---------- Excerpted records

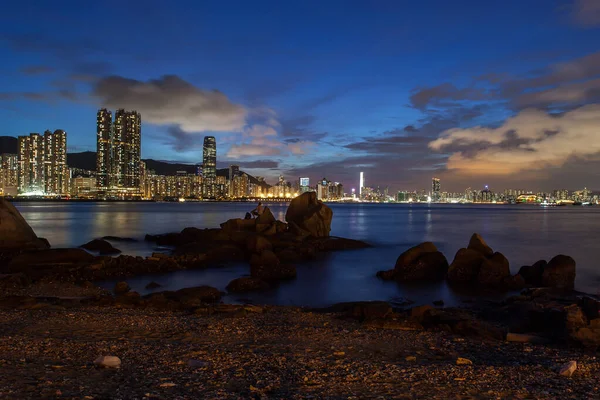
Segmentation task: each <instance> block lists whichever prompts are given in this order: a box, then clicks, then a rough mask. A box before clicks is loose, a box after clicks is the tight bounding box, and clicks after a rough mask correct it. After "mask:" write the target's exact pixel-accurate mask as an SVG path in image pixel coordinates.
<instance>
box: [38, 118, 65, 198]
mask: <svg viewBox="0 0 600 400" xmlns="http://www.w3.org/2000/svg"><path fill="white" fill-rule="evenodd" d="M43 143H44V173H43V176H44V193H46V194H56V195H66V194H68V193H69V168H68V167H67V133H66V132H65V131H63V130H62V129H57V130H55V131H54V133H52V132H50V131H46V132H44V141H43Z"/></svg>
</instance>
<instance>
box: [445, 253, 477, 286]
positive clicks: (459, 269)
mask: <svg viewBox="0 0 600 400" xmlns="http://www.w3.org/2000/svg"><path fill="white" fill-rule="evenodd" d="M485 260H486V258H485V256H484V255H483V254H482V253H481V252H479V251H476V250H473V249H464V248H463V249H460V250H458V252H457V253H456V256H454V261H452V264H450V268H448V282H450V283H457V284H462V283H470V282H473V281H475V279H476V278H477V275H478V274H479V270H480V269H481V264H483V262H484V261H485Z"/></svg>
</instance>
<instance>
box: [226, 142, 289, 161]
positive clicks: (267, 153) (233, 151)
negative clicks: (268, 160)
mask: <svg viewBox="0 0 600 400" xmlns="http://www.w3.org/2000/svg"><path fill="white" fill-rule="evenodd" d="M280 154H281V149H279V148H277V147H269V146H263V145H260V144H254V143H247V144H239V145H237V144H234V145H233V146H231V147H230V148H229V151H228V152H227V157H229V158H240V157H257V156H278V155H280Z"/></svg>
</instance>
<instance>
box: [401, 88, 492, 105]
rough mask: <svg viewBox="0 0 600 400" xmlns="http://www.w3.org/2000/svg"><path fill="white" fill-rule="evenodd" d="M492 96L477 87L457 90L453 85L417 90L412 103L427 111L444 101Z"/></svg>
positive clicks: (418, 88) (413, 98) (412, 103)
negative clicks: (448, 100) (432, 106)
mask: <svg viewBox="0 0 600 400" xmlns="http://www.w3.org/2000/svg"><path fill="white" fill-rule="evenodd" d="M492 97H493V96H492V94H490V93H488V92H487V91H486V90H484V89H481V88H476V87H468V88H457V87H456V86H455V85H453V84H451V83H442V84H441V85H437V86H433V87H429V88H417V89H415V90H413V94H412V95H411V96H410V103H411V104H412V106H413V107H415V108H418V109H421V110H423V109H426V108H428V107H430V106H435V105H443V103H442V102H443V101H448V100H452V101H465V100H486V99H491V98H492Z"/></svg>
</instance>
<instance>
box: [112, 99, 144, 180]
mask: <svg viewBox="0 0 600 400" xmlns="http://www.w3.org/2000/svg"><path fill="white" fill-rule="evenodd" d="M141 138H142V117H141V115H140V114H139V113H138V112H137V111H125V110H123V109H119V110H117V111H116V112H115V120H114V124H113V142H112V147H113V172H112V174H113V186H116V187H118V188H125V189H131V190H134V189H137V188H139V187H140V162H141V145H142V141H141Z"/></svg>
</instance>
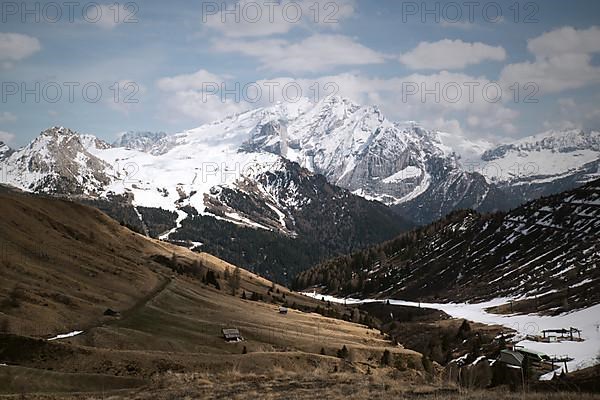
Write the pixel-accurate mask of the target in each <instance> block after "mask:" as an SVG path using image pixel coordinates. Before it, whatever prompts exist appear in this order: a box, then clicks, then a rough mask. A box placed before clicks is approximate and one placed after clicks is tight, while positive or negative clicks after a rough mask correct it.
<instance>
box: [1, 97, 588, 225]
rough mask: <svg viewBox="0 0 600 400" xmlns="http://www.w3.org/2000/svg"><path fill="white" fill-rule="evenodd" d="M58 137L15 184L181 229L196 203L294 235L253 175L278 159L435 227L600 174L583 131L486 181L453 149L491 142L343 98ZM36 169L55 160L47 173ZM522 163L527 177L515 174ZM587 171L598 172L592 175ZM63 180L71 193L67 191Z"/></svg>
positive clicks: (41, 144) (562, 134)
mask: <svg viewBox="0 0 600 400" xmlns="http://www.w3.org/2000/svg"><path fill="white" fill-rule="evenodd" d="M50 131H51V132H54V133H53V134H51V135H50V136H49V137H51V139H49V138H46V139H44V137H45V136H48V135H47V133H44V134H43V135H42V136H40V138H38V139H36V141H34V142H32V144H31V145H29V146H28V147H26V148H25V149H22V150H20V151H19V152H17V153H18V154H17V153H15V154H13V155H12V156H11V157H10V160H9V159H8V158H7V159H6V160H5V162H3V163H2V164H3V165H5V167H4V169H5V170H9V171H10V176H9V179H4V180H5V181H7V182H8V183H11V184H14V185H16V186H19V187H21V188H24V189H27V190H39V191H46V192H60V190H64V191H65V193H67V194H73V193H77V194H90V193H100V194H103V195H107V194H109V193H115V194H133V196H134V200H133V201H134V204H135V205H139V206H147V207H162V208H164V209H167V210H171V211H177V212H178V213H179V215H180V220H181V219H183V218H185V214H184V213H183V212H182V211H181V209H182V208H183V207H185V206H186V205H189V206H192V207H194V208H195V209H197V210H198V212H200V213H205V212H206V213H209V214H214V213H215V212H217V210H219V212H223V210H220V208H221V207H225V208H224V210H226V214H223V215H222V216H221V218H224V219H227V220H230V221H233V222H236V223H242V224H245V225H252V224H254V225H258V226H260V227H263V228H265V229H272V228H273V227H280V228H281V229H282V230H286V229H287V228H288V227H287V226H285V224H284V223H282V221H283V220H284V219H286V218H288V217H286V215H287V214H286V212H287V211H286V208H287V207H289V205H288V204H285V202H283V200H282V198H272V197H273V196H272V194H270V193H269V188H266V187H262V186H261V185H260V184H259V183H258V181H259V177H258V175H257V174H256V173H255V171H256V170H261V171H263V172H264V171H268V170H269V168H272V166H275V165H279V166H281V164H277V163H278V162H279V161H280V157H284V158H286V159H288V160H290V161H294V162H297V163H298V164H300V165H301V166H303V167H305V168H306V169H308V170H310V171H312V172H313V173H316V174H322V175H324V176H325V177H326V178H327V180H328V182H329V183H331V184H334V185H337V186H340V187H343V188H345V189H348V190H350V191H351V192H353V193H354V194H357V195H360V196H362V197H365V198H367V199H375V200H379V201H382V202H384V203H386V204H388V205H394V207H395V208H396V210H397V211H399V212H400V213H401V214H402V215H405V216H406V217H409V218H411V219H413V220H414V221H416V222H419V223H427V222H430V221H433V220H435V219H437V218H440V217H442V216H443V215H445V214H447V213H448V212H451V211H453V210H455V209H457V208H473V209H477V210H482V211H494V210H497V209H504V208H509V207H512V206H515V205H518V204H519V203H520V202H521V201H522V200H528V199H530V198H534V197H537V196H539V195H544V194H549V193H553V192H557V191H560V190H566V189H569V188H572V187H574V186H575V184H576V182H577V181H579V180H584V179H583V178H582V176H580V175H577V174H581V171H582V168H581V165H591V167H592V169H593V168H595V170H594V171H592V172H597V164H598V163H597V159H598V154H600V151H599V150H598V148H599V146H600V145H599V139H598V136H599V135H598V133H594V132H592V133H584V132H573V133H572V134H568V135H566V138H565V134H564V133H548V134H544V135H541V136H540V137H532V138H526V139H523V140H521V141H519V142H516V143H514V144H509V145H503V146H499V147H497V148H496V149H493V150H490V151H487V152H485V153H484V156H483V160H482V162H483V163H485V165H487V167H486V168H484V169H483V170H481V171H480V170H476V172H481V173H482V174H483V175H485V176H486V179H483V178H482V177H481V175H479V174H476V173H472V172H470V171H469V170H468V168H464V167H463V166H462V165H461V162H460V157H459V156H458V155H457V154H456V153H455V152H454V147H453V146H456V145H457V143H458V147H460V149H461V150H462V151H467V152H469V153H473V154H474V153H476V152H480V151H481V150H482V148H483V147H484V146H485V145H486V144H485V143H483V142H482V143H473V142H471V141H468V140H464V139H462V138H460V137H455V136H451V135H448V134H444V133H441V132H433V131H428V130H426V129H423V128H420V127H418V126H415V124H411V123H405V124H400V123H395V122H391V121H389V120H388V119H386V118H385V116H383V114H382V113H381V111H380V110H379V109H378V108H377V107H373V106H367V107H363V106H359V105H356V104H354V103H352V102H351V101H349V100H347V99H343V98H339V97H329V98H326V99H324V100H322V101H320V102H319V103H316V104H315V103H312V102H310V101H308V100H301V101H299V102H297V103H292V104H290V103H287V104H276V105H274V106H272V107H266V108H259V109H255V110H251V111H247V112H244V113H240V114H236V115H232V116H229V117H227V118H225V119H223V120H221V121H217V122H214V123H211V124H206V125H203V126H201V127H199V128H196V129H192V130H188V131H185V132H182V133H178V134H175V135H166V134H164V133H151V132H137V133H136V132H128V133H125V134H123V135H122V136H121V138H120V139H119V140H117V141H116V142H115V145H114V146H113V147H111V146H109V145H108V144H106V143H104V142H102V141H100V140H98V139H96V138H95V137H93V136H88V135H79V136H78V138H74V137H73V138H71V139H69V140H67V141H65V139H64V137H70V136H73V135H74V133H73V132H71V131H68V130H65V129H64V128H53V129H51V130H50ZM63 131H64V132H63ZM61 132H63V133H61ZM65 143H68V144H69V145H70V146H71V149H70V150H69V149H67V151H66V152H64V153H61V152H60V151H58V149H59V148H60V147H61V146H63V145H64V144H65ZM75 144H76V146H75V147H76V148H74V147H73V146H74V145H75ZM48 146H49V147H48ZM46 147H48V149H46ZM48 150H50V152H51V154H50V155H48V154H46V153H47V152H48ZM18 160H21V161H20V162H17V161H18ZM29 160H32V161H31V162H30V161H29ZM38 160H46V161H45V163H43V165H40V162H39V161H38ZM51 160H52V161H51ZM69 160H70V161H69ZM515 163H516V164H517V173H516V174H513V175H511V174H510V173H507V172H506V171H509V172H510V168H511V167H512V166H513V165H514V164H515ZM49 165H53V167H52V168H51V167H50V166H49ZM532 165H533V166H534V167H535V168H537V170H536V172H537V173H536V175H535V177H534V178H531V176H529V179H528V180H524V179H522V177H521V175H519V173H521V174H522V172H523V171H529V169H530V168H534V167H532ZM490 166H494V167H497V169H498V170H499V171H501V172H500V173H498V172H496V170H495V169H494V168H490ZM273 168H275V167H273ZM286 168H287V167H286ZM528 168H529V169H528ZM574 173H576V174H574ZM585 173H586V174H589V173H591V172H590V171H588V170H587V169H586V170H585ZM565 174H566V175H567V176H568V177H569V179H568V180H564V176H565ZM586 176H587V175H586ZM65 177H66V178H65ZM558 178H561V179H563V181H561V182H562V183H561V184H560V185H558V184H555V183H554V180H556V179H558ZM60 179H66V180H67V181H69V182H70V183H69V185H66V187H62V186H64V185H58V184H57V183H56V181H57V180H60ZM544 180H550V181H552V182H553V183H552V186H548V187H546V186H544V188H543V190H542V189H539V187H538V186H536V187H535V190H533V189H531V188H533V186H531V187H530V186H527V185H520V184H521V183H524V182H528V183H529V182H544ZM588 180H589V179H588ZM519 185H520V186H519ZM545 185H546V184H545ZM525 186H527V188H528V189H527V191H525V192H524V191H523V189H522V188H525ZM498 187H500V188H501V189H502V190H503V191H504V193H501V192H500V191H499V189H498ZM61 188H62V189H61ZM515 188H517V189H515ZM223 189H225V190H223ZM538 189H539V190H538ZM228 190H234V191H238V192H239V191H240V190H241V192H244V191H246V192H245V193H246V195H249V196H251V197H252V196H254V195H255V194H257V193H258V192H260V193H262V194H261V196H262V197H263V198H262V200H261V201H263V202H265V204H264V206H265V207H267V209H269V210H270V211H268V210H267V209H265V210H267V214H268V215H269V216H268V218H267V219H268V220H262V218H259V217H257V219H253V220H251V219H249V216H248V215H245V216H244V215H243V213H238V212H236V211H235V210H234V208H235V207H231V206H226V205H225V204H227V203H230V202H231V199H229V201H224V199H217V198H216V197H215V195H214V194H212V193H220V192H224V193H227V192H228ZM544 190H545V191H544ZM257 191H258V192H257ZM238 194H239V193H238ZM278 196H280V197H281V196H284V194H283V193H278ZM211 199H212V200H211ZM294 201H298V202H301V201H302V200H301V199H294ZM219 203H220V204H221V205H219V206H217V204H219ZM267 204H268V205H267ZM271 208H275V209H277V210H278V211H274V210H272V209H271ZM280 213H281V214H280ZM227 214H228V215H229V216H227ZM282 214H283V217H282ZM288 219H289V218H288ZM258 220H262V222H259V221H258ZM288 233H290V232H288Z"/></svg>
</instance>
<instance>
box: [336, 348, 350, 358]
mask: <svg viewBox="0 0 600 400" xmlns="http://www.w3.org/2000/svg"><path fill="white" fill-rule="evenodd" d="M349 355H350V352H349V351H348V348H347V347H346V345H344V346H343V347H342V348H341V349H339V350H338V351H337V356H338V358H341V359H344V360H345V359H346V358H348V356H349Z"/></svg>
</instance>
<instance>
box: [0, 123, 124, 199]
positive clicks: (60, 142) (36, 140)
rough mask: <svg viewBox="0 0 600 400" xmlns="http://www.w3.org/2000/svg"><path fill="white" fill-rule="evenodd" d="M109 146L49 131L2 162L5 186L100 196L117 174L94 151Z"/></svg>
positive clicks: (69, 129)
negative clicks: (11, 186)
mask: <svg viewBox="0 0 600 400" xmlns="http://www.w3.org/2000/svg"><path fill="white" fill-rule="evenodd" d="M109 147H110V146H109V145H108V144H106V143H104V142H102V141H101V140H99V139H97V138H95V137H94V136H90V135H78V134H77V133H75V132H73V131H71V130H70V129H66V128H62V127H54V128H51V129H48V130H46V131H44V132H42V134H41V135H40V136H38V137H37V138H36V139H35V140H33V141H32V142H31V143H30V144H29V145H27V146H26V147H24V148H22V149H19V150H17V151H15V152H13V153H12V154H10V155H9V156H8V157H6V158H5V159H4V160H2V169H3V172H4V173H3V177H2V178H3V180H4V182H3V183H8V184H10V185H13V186H16V187H19V188H22V189H24V190H28V191H32V192H41V193H48V194H59V195H72V194H83V195H99V194H101V193H102V192H103V190H104V188H105V187H106V185H108V184H109V183H110V182H111V181H112V180H113V179H115V177H116V176H117V175H116V174H115V172H114V171H113V170H112V167H111V165H110V164H108V163H106V162H105V161H103V160H101V159H100V158H98V157H96V156H94V155H92V154H91V153H90V151H101V150H106V149H108V148H109Z"/></svg>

--------------------

** What to work on **
Looking at the data above, return every line from the one with "positive clicks: (459, 269)" down to the one with "positive clicks: (418, 88)", exactly and inclusively.

** Exercise response **
positive clicks: (459, 269)
mask: <svg viewBox="0 0 600 400" xmlns="http://www.w3.org/2000/svg"><path fill="white" fill-rule="evenodd" d="M485 260H486V258H485V256H484V255H483V254H482V253H481V252H479V251H476V250H473V249H464V248H463V249H460V250H458V252H457V253H456V256H454V261H452V264H450V268H448V282H450V283H457V284H462V283H470V282H473V281H475V279H476V278H477V275H478V274H479V270H480V269H481V264H483V262H484V261H485Z"/></svg>
</instance>
<instance>
box: [226, 142, 289, 161]
positive clicks: (267, 153) (233, 151)
negative clicks: (268, 160)
mask: <svg viewBox="0 0 600 400" xmlns="http://www.w3.org/2000/svg"><path fill="white" fill-rule="evenodd" d="M280 154H281V149H279V148H277V147H269V146H263V145H260V144H254V143H247V144H239V145H237V144H234V145H233V146H231V147H230V148H229V151H228V152H227V157H229V158H240V157H257V156H278V155H280Z"/></svg>
</instance>
<instance>
box: [401, 88, 492, 105]
rough mask: <svg viewBox="0 0 600 400" xmlns="http://www.w3.org/2000/svg"><path fill="white" fill-rule="evenodd" d="M492 96L477 87L457 90L453 85L417 90L412 103L427 111L444 101Z"/></svg>
positive clicks: (418, 88) (413, 98) (412, 103)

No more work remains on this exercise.